▶ _TASK DETAILS_
From the entries below, copy exactly the lines from the one that contains "Target: building wall" through the one that contains "windshield in the picture above.", both included, and only those.

▶ _TASK DATA_
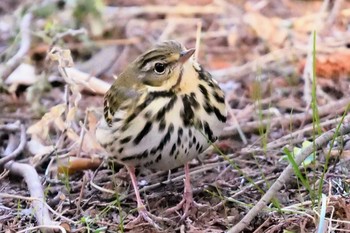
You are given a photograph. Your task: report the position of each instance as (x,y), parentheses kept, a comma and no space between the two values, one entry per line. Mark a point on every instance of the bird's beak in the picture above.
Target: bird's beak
(185,55)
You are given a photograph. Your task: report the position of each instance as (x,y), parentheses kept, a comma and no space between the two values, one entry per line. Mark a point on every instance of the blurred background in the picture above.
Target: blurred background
(58,58)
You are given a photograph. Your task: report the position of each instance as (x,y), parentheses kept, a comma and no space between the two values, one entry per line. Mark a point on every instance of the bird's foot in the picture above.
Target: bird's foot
(151,219)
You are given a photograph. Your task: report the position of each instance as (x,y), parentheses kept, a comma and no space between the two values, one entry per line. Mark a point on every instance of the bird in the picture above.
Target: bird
(161,112)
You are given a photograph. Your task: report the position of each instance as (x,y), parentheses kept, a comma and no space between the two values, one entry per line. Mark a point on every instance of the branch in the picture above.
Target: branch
(285,176)
(16,60)
(32,179)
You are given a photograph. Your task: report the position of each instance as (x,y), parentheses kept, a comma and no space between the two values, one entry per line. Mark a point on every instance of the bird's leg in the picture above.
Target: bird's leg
(187,200)
(143,213)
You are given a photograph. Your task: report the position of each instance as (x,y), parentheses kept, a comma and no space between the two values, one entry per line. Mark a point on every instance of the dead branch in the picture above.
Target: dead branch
(130,12)
(336,107)
(286,174)
(32,179)
(16,60)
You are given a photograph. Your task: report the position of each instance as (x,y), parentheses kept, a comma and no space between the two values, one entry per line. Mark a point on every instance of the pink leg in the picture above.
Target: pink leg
(187,200)
(131,171)
(143,213)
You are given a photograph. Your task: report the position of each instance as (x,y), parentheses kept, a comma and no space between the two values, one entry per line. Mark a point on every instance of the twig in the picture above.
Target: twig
(198,39)
(16,60)
(130,12)
(18,150)
(5,195)
(334,13)
(285,176)
(51,227)
(11,127)
(32,179)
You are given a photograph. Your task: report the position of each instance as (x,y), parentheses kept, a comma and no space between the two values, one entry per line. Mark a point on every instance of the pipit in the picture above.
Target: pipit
(163,110)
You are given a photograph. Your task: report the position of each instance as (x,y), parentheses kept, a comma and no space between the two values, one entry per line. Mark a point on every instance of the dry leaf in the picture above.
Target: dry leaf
(334,65)
(268,29)
(24,74)
(41,128)
(70,165)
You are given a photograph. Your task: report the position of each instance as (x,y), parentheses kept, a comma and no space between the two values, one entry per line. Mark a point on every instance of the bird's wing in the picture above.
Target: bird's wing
(114,98)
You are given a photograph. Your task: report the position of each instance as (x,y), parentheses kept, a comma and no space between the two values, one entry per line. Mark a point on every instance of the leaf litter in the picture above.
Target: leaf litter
(257,50)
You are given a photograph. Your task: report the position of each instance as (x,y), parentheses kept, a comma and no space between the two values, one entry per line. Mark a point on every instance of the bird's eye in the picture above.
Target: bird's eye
(159,68)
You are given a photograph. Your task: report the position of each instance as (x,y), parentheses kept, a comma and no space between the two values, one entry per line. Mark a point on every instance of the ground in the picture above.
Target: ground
(59,57)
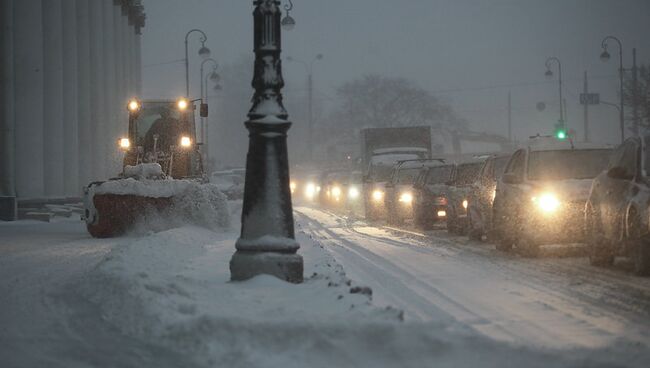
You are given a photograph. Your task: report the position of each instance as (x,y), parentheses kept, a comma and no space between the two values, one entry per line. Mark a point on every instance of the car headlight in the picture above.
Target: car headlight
(186,142)
(125,143)
(406,197)
(353,193)
(547,202)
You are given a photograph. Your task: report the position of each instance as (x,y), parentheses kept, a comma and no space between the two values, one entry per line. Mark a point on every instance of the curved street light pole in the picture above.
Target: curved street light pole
(550,74)
(204,52)
(604,56)
(310,90)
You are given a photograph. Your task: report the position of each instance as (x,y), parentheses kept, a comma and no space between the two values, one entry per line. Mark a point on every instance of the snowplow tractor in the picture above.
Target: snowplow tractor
(160,147)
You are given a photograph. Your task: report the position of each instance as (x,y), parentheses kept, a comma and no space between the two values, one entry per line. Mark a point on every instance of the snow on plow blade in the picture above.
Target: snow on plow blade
(115,207)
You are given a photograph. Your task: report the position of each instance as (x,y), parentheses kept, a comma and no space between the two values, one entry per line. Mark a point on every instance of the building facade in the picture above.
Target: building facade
(68,68)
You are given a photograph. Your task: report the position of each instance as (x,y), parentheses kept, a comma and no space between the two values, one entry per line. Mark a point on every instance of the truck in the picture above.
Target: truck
(381,148)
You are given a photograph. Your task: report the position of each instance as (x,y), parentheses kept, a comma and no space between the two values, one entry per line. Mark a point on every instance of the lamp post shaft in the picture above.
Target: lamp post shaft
(267,243)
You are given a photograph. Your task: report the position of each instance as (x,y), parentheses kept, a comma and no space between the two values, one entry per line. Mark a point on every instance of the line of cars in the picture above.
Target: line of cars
(549,192)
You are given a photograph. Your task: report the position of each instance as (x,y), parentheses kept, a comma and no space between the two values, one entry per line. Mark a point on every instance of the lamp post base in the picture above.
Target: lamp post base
(285,266)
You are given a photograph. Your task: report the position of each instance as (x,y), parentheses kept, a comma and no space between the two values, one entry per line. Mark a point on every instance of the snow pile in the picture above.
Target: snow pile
(172,289)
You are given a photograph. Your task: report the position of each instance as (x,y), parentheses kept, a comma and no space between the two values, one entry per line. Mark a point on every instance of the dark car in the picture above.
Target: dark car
(542,194)
(430,195)
(399,189)
(463,177)
(481,196)
(617,212)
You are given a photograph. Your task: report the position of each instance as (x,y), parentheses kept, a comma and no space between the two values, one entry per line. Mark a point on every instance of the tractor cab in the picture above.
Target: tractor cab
(163,132)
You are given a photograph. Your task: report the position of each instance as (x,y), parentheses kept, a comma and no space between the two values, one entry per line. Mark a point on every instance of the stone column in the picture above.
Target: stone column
(98,119)
(85,136)
(53,98)
(28,82)
(8,204)
(72,185)
(267,243)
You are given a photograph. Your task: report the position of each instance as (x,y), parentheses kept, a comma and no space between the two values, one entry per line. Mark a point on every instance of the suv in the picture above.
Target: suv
(465,174)
(542,194)
(617,212)
(430,195)
(481,196)
(399,189)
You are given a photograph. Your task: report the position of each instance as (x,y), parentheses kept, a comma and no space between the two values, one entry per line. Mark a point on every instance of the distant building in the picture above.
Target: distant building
(67,68)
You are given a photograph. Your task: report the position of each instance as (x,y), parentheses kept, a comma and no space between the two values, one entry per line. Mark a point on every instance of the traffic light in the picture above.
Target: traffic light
(560,131)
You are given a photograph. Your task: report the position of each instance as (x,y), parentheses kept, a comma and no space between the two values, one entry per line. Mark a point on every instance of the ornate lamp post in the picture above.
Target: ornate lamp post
(310,90)
(549,74)
(604,56)
(267,243)
(204,53)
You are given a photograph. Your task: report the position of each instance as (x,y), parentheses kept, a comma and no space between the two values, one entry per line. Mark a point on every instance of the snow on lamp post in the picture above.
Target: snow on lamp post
(267,243)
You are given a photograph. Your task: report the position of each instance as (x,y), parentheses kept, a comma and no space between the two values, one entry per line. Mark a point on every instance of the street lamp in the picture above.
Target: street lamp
(204,53)
(561,133)
(204,96)
(605,56)
(310,90)
(267,242)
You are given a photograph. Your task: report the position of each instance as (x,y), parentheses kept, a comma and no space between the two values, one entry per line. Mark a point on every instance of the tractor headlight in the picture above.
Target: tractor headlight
(547,202)
(125,143)
(353,193)
(406,198)
(186,142)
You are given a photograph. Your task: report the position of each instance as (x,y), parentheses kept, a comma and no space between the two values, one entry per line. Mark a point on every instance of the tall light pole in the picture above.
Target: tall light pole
(267,242)
(310,96)
(204,94)
(204,53)
(604,56)
(549,74)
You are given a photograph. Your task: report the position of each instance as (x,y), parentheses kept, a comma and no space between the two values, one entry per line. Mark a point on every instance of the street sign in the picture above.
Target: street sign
(589,98)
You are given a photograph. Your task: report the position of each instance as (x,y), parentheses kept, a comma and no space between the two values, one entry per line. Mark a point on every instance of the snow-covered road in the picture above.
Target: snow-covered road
(556,303)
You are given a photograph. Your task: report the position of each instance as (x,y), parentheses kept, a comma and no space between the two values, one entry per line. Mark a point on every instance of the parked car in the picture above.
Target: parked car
(481,196)
(229,182)
(464,175)
(542,194)
(617,212)
(399,189)
(430,195)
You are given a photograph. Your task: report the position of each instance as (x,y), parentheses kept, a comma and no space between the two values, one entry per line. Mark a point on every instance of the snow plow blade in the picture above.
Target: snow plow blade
(115,214)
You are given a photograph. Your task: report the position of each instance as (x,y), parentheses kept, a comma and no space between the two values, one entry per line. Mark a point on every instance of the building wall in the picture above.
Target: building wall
(68,69)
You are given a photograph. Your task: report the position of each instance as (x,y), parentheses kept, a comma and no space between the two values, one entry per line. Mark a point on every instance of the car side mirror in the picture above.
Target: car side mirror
(511,179)
(620,173)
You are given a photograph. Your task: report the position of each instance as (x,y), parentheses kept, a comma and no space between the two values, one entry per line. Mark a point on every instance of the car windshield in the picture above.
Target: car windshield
(567,164)
(407,176)
(439,175)
(467,173)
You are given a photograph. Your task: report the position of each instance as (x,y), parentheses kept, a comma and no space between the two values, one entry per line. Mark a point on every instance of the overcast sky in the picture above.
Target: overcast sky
(468,52)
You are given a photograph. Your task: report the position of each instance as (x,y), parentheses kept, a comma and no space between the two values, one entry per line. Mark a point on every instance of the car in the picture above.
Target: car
(231,183)
(430,195)
(542,194)
(618,209)
(398,196)
(481,196)
(462,178)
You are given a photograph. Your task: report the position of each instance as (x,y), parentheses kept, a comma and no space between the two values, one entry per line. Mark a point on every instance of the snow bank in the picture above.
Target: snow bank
(172,289)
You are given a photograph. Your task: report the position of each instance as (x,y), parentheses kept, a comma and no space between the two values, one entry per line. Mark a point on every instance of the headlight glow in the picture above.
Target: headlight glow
(125,143)
(406,197)
(186,142)
(547,202)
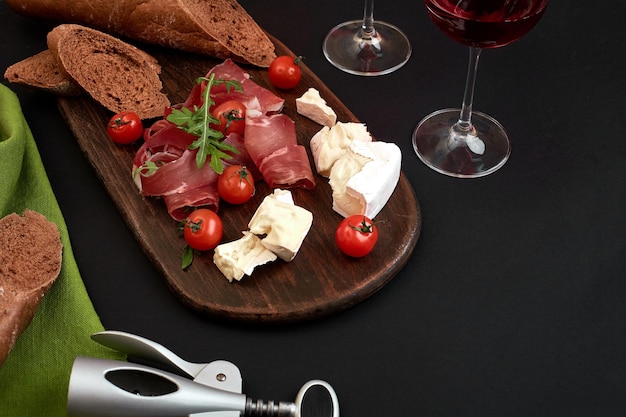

▶ _ANSWER SECTION_
Target: building wall
(68,69)
You are given a photograph. Your task: report the position of each instance as (x,y), parentheses kept, a comma and no space between the two values, one entry per line. Mark a point on every instance of the car side mirror in the picture above.
Target: car side mirror
(511,179)
(620,173)
You are given a photograph. Your task: report the position of each instance as (x,y), parentheses kept, a comma and no space between the two values, one entry per line. Mark a point on every instance of the car windshield in the picture above.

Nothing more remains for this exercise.